**Objectives**
1. According to the thread, how many cycles do LDA (zp),Y and LDA abs,Y each take?
2. Return the passage of the thread starting with "Let's deal with the second question first.  It" and going on through "the same slice.", copied word for word.

**Extract**
◇ ◇ ◇ ◇

Recommended Comments



Hi there!

 

Hm... it seems I don't get you here. After you have fully determined which shape needs to be copied in which RAM area, you need like 600 cycles to copy it?!? I think your sprites are like 10 byte tall, that should be copied in less than 100 cycles, no?

 

And why do you copy it at all, can't you simply access the sprites via (),Y?

 

Greetings,

Manuel

Link to comment

Let's deal with the second question first. It comes down to LDA (zp),Y taking 5 cycles while LDA abs,Y only needing 4. Then most of my kernel collapses into a very simple routine:

LINESUB
STA	WSYNC	; do a single line
STA	COLUPF	; 0
LDA	FGBM0,Y	; 3
STA	GRP0	; 7
LDA	FGBM1+8,Y; 10
STA	GRP1	; 14
LDA	BGBM0,Y	; 17
STA	PF1	; 21
LDA	BGBM1,Y	; 24
STA	PF2	; 28
LDA	BGBM2,Y	; 31
STA	PF0	; 35
LDX	BGBM3,Y	; 38
STX	PF1	; 42
INY  ; 45
NOP  ; 47
AND	#$0F	; 49
STA	PF2	; 51
STA	PF0	; 54
RTS  ; 57-63

I'm using SuperCharger RAM abilities to treat the BGBM0-4 and FGBM0-4 as virtual bitmaps. Unfortunately, writes to SC RAM require a bunch of cycles. So my BLIT routine looks like:

BLIT0
LDY	YPOS+NUMSPR
3$
CPY	#8
BCS	1$
LDA	(SPR_PTR),Y
TXS
TAX
LDA	SCDATA,X; SuperCharger write
TSX
LDA	FGBM0,X; equivalent to STX FGBM0,X
BCC	2$
1$
LDA	SCDATA
NOP
LDA	FGBM0,X
2$
INY
INX
TXA
AND	#$0F
BNE	3$
BEQ	ZPUTSPR

Of course, any suggestions on how to reduce the number of cycles required would be appreciated. The full source is included in the attached ZIP.

Link to comment

Hi there!

 

Let's deal with the second question first.  It comes down to LDA (zp),Y taking 5 cycles while LDA abs,Y only needing 4.  Then most of my kernel collapses into a very simple routine

 

Hm... it seems like you save 6 cycles with that, but wouldn't getting rid of JSR and RTS alone save you 12?

 

I'm using SuperCharger RAM abilities to treat the BGBM0-4 and FGBM0-4 as virtual bitmaps.

 

Hm... wouldn't the sprites require only two slices of RAM (sizeof SCREENHEIGHT)? Since you can only display two per row? If there's more in vertical seperation, you could blit them into the same slice.

◇ ◇ ◇ ◇

(Data for bounding box labeling)
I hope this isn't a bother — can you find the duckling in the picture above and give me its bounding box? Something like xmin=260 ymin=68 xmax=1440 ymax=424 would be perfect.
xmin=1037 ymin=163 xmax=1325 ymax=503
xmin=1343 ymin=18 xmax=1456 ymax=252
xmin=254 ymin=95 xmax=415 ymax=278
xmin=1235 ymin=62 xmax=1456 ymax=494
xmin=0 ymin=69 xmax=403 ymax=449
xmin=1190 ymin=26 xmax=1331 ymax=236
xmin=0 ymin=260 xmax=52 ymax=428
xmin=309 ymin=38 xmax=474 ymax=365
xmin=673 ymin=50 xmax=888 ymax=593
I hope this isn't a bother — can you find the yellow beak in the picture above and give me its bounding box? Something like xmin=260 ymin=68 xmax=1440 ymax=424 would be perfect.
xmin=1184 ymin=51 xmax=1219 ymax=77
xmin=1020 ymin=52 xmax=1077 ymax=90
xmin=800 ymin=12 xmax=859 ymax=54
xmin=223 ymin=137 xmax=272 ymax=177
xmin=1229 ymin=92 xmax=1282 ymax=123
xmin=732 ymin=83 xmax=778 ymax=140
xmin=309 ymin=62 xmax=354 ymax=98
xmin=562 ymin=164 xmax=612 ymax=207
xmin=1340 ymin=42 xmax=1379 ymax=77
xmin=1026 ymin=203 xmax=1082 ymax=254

◇ ◇ ◇ ◇

**Responses by task**
1. LDA (zp),Y takes 5 cycles and LDA abs,Y takes 4.

2.
Let's deal with the second question first.  It comes down to LDA (zp),Y taking 5 cycles while LDA abs,Y only needing 4.  Then most of my kernel collapses into a very simple routine

 

Hm... it seems like you save 6 cycles with that, but wouldn't getting rid of JSR and RTS alone save you 12?

 

I'm using SuperCharger RAM abilities to treat the BGBM0-4 and FGBM0-4 as virtual bitmaps.

 

Hm... wouldn't the sprites require only two slices of RAM (sizeof SCREENHEIGHT)? Since you can only display two per row? If there's more in vertical seperation, you could blit them into the same slice.